**Text under study:**
%%

AI for HPC Systems

Course Objective
This training program aims to build a practical understanding of how modern AI workloads are developed and executed on high-performance computing (HPC) systems. Participants will gain insight into the hardware, software, and system-level foundations that enable large-scale AI applications, ranging from computer vision and multimodal systems to large language models.
The program is designed to provide both foundational knowledge and hands-on experience in AI on HPC environments. Participants will learn how to train, optimize, deploy, and scale AI workloads while developing practical skills in distributed computing, model serving, inference optimization, and AI compiler technologies that bridge machine learning frameworks and modern hardware platforms.
Learning Outcomes
By the end of this training, participants will understand the architecture and operation of modern supercomputing systems and how AI workloads in vision, language, and multimodal domains are executed efficiently on large-scale computing infrastructure. They will be able to work confidently within HPC Linux environments, manage computational resources using Slurm, and scale AI training from single-GPU systems to multi-GPU and multi-node clusters.

%%

**Task directions:**
Can you reproduce word for word the part of the AI for HPC Systems course description starting at "Course Objective" and ending at "large language models."?

**Data:**
%%

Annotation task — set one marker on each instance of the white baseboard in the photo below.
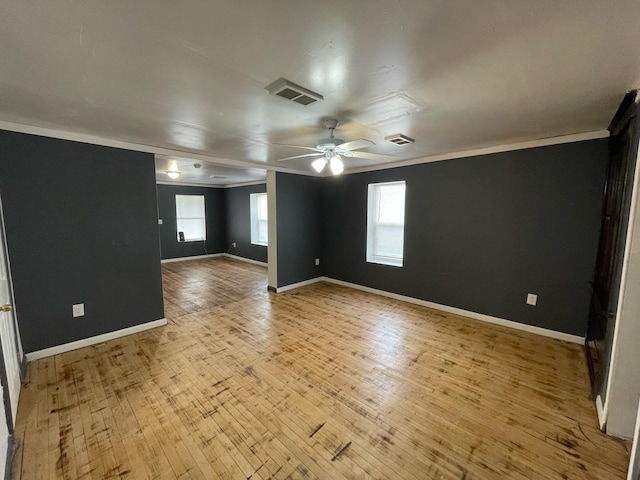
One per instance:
(602, 417)
(194, 257)
(248, 260)
(445, 308)
(300, 284)
(85, 342)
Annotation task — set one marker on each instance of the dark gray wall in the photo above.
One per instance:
(482, 232)
(215, 210)
(239, 222)
(81, 228)
(298, 230)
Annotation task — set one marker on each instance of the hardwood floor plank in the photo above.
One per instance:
(319, 382)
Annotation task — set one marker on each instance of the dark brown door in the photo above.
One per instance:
(606, 282)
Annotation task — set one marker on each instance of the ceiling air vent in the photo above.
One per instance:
(399, 139)
(290, 91)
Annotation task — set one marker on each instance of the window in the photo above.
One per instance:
(385, 223)
(259, 223)
(190, 218)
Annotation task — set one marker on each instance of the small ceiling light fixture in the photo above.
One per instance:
(318, 165)
(337, 167)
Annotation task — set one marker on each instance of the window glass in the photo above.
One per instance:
(190, 218)
(385, 223)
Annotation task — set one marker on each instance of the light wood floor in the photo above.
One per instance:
(320, 382)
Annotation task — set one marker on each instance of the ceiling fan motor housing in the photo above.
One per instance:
(327, 143)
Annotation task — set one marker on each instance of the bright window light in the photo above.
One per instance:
(190, 218)
(385, 223)
(259, 219)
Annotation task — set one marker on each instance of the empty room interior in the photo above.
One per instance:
(329, 240)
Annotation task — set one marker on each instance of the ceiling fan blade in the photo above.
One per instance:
(301, 156)
(356, 144)
(371, 156)
(295, 146)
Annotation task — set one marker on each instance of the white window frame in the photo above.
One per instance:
(202, 218)
(373, 210)
(254, 201)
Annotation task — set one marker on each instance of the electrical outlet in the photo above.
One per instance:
(78, 310)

%%

**The answer:**
Course Objective
This training program aims to build a practical understanding of how modern AI workloads are developed and executed on high-performance computing (HPC) systems. Participants will gain insight into the hardware, software, and system-level foundations that enable large-scale AI applications, ranging from computer vision and multimodal systems to large language models.